• _Saved entries_

== Segment start ==

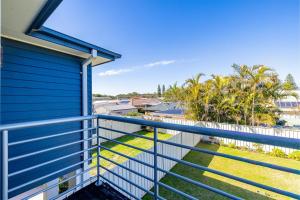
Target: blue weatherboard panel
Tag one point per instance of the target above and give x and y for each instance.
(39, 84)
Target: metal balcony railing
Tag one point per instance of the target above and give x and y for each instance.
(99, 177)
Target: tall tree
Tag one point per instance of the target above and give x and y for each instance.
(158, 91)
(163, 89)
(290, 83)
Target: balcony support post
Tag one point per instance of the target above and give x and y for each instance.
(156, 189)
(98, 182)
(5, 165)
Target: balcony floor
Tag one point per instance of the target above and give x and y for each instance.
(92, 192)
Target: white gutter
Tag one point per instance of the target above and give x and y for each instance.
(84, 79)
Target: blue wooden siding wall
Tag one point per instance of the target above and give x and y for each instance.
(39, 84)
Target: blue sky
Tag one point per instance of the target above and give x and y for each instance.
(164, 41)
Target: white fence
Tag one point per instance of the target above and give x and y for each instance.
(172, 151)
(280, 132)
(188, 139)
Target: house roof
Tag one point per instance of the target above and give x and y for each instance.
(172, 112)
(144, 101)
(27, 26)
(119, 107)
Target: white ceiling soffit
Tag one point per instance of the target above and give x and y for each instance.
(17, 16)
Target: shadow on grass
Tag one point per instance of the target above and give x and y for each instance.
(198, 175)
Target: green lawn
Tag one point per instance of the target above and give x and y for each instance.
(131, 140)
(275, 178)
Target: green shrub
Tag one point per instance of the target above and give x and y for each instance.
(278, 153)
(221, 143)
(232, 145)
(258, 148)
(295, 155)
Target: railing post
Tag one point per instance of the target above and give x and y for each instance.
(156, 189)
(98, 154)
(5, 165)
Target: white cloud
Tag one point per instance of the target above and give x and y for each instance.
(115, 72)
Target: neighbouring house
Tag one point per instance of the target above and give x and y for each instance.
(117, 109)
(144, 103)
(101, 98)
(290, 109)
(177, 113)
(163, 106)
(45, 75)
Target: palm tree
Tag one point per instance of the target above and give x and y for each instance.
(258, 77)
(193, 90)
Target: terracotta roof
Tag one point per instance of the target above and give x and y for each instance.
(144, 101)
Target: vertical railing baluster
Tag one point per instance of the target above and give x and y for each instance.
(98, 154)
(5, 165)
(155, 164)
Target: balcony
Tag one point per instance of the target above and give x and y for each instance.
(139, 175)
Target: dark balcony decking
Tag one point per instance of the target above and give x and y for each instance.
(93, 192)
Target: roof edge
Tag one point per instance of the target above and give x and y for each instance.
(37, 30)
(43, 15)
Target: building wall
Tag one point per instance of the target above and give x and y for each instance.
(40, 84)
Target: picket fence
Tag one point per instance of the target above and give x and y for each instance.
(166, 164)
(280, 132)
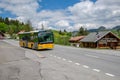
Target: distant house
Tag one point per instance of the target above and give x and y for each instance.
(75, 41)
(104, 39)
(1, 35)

== Segment end ==

Retype all the data exactly, please, without pictures.

Target: blue weatherboard panel
Tag one point per instance of the target above and give x and y for each instance.
(39, 84)
Target: metal balcony railing
Tag one point per instance of the target above and give x and y for each instance.
(99, 177)
Target: tall tree
Tag one point per instance of the target above and give x and y for each instance.
(158, 91)
(163, 89)
(290, 83)
Target: balcony support post
Tag one point per instance of the target above and give x and y for each instance.
(156, 189)
(98, 182)
(5, 165)
Target: balcony floor
Tag one point per instance of the target above and give x and y for each instance.
(92, 192)
Target: white gutter
Tag one point per instance of the target above and give x and y for each instance.
(84, 79)
Target: blue wooden siding wall
Tag one point per instance of the target above and give x and y for each instance.
(39, 84)
Target: blue sky
Tag one point per instance of the target above and give x and y for each instance.
(164, 41)
Target: white fence
Tag one point per instance of the target above and give x and y for each instance.
(172, 151)
(280, 132)
(188, 139)
Target: house roof
Tag one point per instance of the target above and give x and y for each instance.
(172, 112)
(144, 101)
(27, 26)
(119, 107)
Target: white ceiling soffit
Tag one point per instance of the target above and give x and y for each instance.
(17, 16)
Target: shadow on grass
Tag one point per instance of the target above and give x and y for each instance.
(198, 175)
Target: green lawn
Tag one point per instance of the target above and give x and y for each instance.
(131, 140)
(275, 178)
Target: green shrub
Tag one point per instance of the target above and give x and y for each instance.
(278, 153)
(221, 143)
(232, 145)
(258, 148)
(295, 155)
Target: railing post
Tag one point per instance of the target above and give x and y for each instance.
(156, 189)
(98, 154)
(5, 165)
Target: white cloud
Tag one point per instance of the target above and give x and y for each instance.
(115, 72)
Target: neighbouring house
Tag one point per instance of the target above and give x and y for each instance.
(117, 109)
(144, 103)
(101, 98)
(290, 109)
(177, 113)
(163, 106)
(45, 75)
Target: palm tree
Tag one point per instance of the target above and give x and y for each instance.
(258, 77)
(193, 90)
Target: terracotta roof
Tag one point per instance of the target above and give x and y for each instance.
(144, 101)
Target: vertical railing baluster
Tag one point per instance of the target above and give x and y for each instance.
(98, 154)
(5, 165)
(155, 164)
Target: balcony
Tag one point per instance of the target above and give x and y for each instance.
(139, 175)
Target: dark balcony decking
Tag one point per instance of the target above and give x and y for each instance.
(93, 192)
Target: roof edge
Tag one point per instance of the target above and give x and y for each instance.
(37, 30)
(43, 15)
Target: building wall
Tag one point per instance of the target above and give x and y for each instance.
(40, 84)
Target: picket fence
Tag one point per instance of the target above and give x and y for each instance.
(166, 164)
(280, 132)
Target: distant house
Tag one point per instance of the target above and give x and y for each instance.
(75, 41)
(104, 39)
(1, 35)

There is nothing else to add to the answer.